## Problem to solve
Scale the material below from the line containing "Teacher note: please indicate the sky" through the end, copying every line of that stretch and changing only the point coordinates. Multiply each coordinate by 2.45 and round it to a whole number, with halves rounded up.

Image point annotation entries
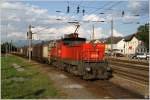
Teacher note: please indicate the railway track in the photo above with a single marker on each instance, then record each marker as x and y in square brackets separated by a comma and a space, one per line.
[138, 72]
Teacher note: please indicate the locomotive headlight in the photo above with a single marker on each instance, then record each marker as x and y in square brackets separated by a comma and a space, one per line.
[94, 55]
[88, 69]
[108, 68]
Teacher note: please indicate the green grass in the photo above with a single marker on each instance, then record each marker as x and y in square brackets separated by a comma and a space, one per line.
[35, 85]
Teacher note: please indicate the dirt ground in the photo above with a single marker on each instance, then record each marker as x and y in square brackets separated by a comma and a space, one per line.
[72, 87]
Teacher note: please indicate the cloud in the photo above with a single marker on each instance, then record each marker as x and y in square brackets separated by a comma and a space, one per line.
[18, 35]
[116, 33]
[129, 18]
[138, 7]
[92, 17]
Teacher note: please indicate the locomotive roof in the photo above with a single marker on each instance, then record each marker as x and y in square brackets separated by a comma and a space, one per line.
[74, 39]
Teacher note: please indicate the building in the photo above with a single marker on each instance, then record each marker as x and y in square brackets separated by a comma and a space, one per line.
[133, 45]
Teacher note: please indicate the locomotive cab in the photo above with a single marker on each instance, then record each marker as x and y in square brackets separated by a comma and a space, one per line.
[73, 39]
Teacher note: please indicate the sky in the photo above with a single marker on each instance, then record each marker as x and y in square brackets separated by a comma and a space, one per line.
[17, 15]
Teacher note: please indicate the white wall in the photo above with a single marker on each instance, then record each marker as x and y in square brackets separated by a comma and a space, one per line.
[120, 46]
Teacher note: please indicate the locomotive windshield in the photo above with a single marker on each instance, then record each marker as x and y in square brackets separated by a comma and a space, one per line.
[72, 39]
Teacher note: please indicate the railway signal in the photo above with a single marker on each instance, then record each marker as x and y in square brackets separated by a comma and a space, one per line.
[29, 36]
[78, 9]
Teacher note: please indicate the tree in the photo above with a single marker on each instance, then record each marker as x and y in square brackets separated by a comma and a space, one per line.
[143, 34]
[6, 46]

## Answer to this task
Teacher note: please indicate the sky in the photo above with a single marker on each instance, then record each marker as x and y in square brackets separated by a comma and a space, one per line.
[42, 37]
Teacher note: please indicate the white wall in the photo above with a single marker on each instance, then record each marker as x and y in square brackets separated by a comma and a space, one per line.
[294, 113]
Teacher note: please indicate the locomotive windshield in the photo above with a single marker on each instance, then record each marker as x and y in square brackets separated by a comma and a space, one per line.
[176, 96]
Teacher note: please indicate the railway signal in the photo above with a single marker on each instance, then record each marker as x and y in square brackets separated by a comma and a space, one per line.
[71, 88]
[191, 22]
Teacher note: please indicate the tree in the photo above with a single marker on each instance, then record each marker as x and y in square brackets separated by a comma and a space, one per line.
[350, 83]
[15, 113]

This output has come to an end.